| Directions for this task |
A word-for-word copy of the records that follow is needed, with every picture omitted.
.....
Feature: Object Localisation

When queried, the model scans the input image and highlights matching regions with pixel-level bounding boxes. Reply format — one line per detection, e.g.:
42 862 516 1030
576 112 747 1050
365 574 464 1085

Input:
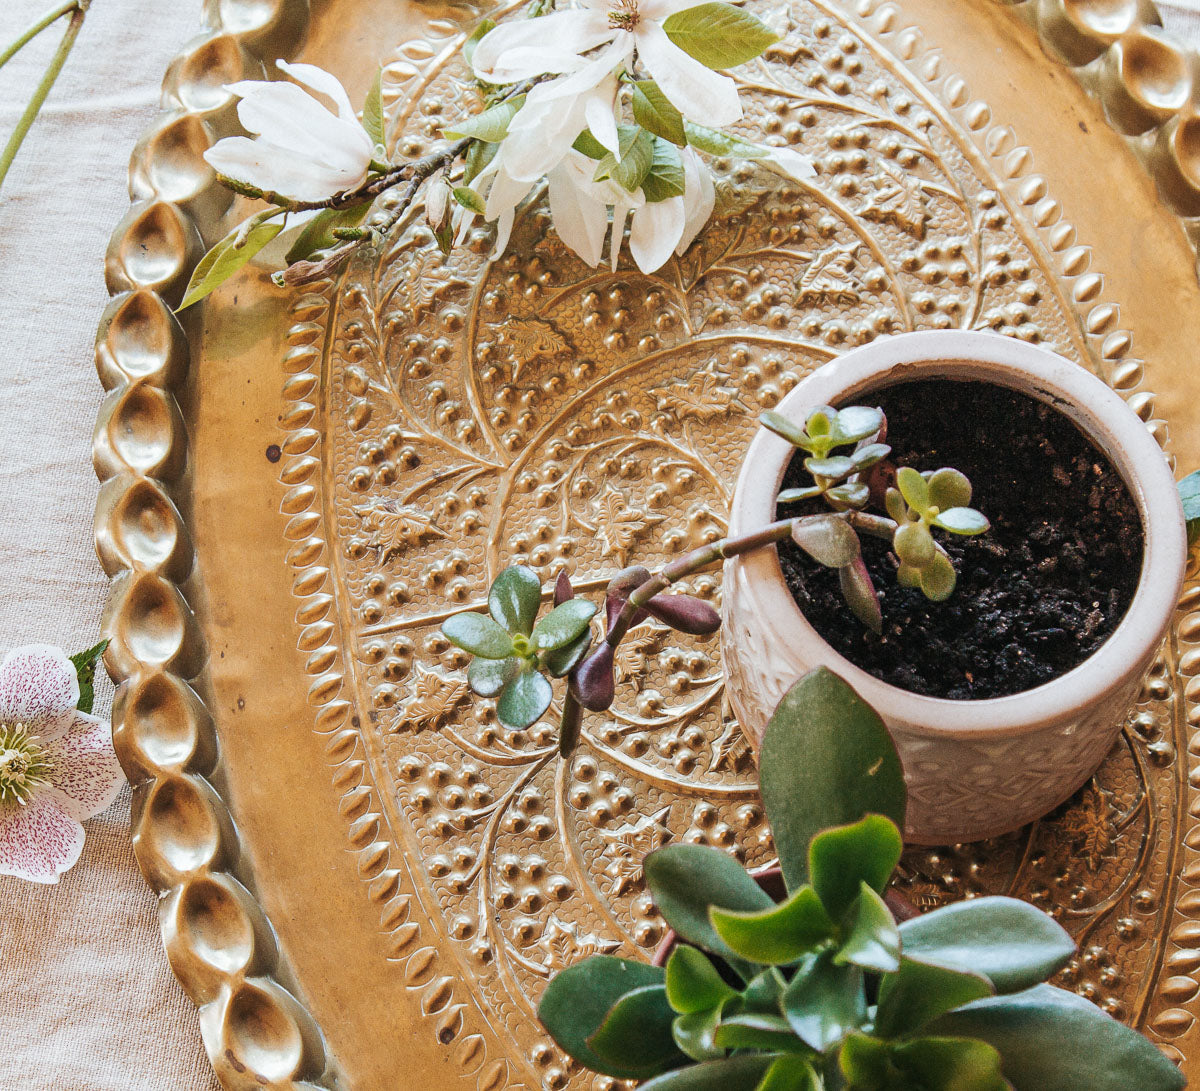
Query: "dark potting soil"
776 379 1144 700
.....
| Output |
Feature: Object Localisation

When queried, the model scans the input image and highlights matching regions with pixel-level bounding boxes. Reply format — one line per detection, e.g.:
42 862 516 1030
576 112 747 1050
365 574 464 1085

Input:
Query: "dark potting soil"
776 379 1144 700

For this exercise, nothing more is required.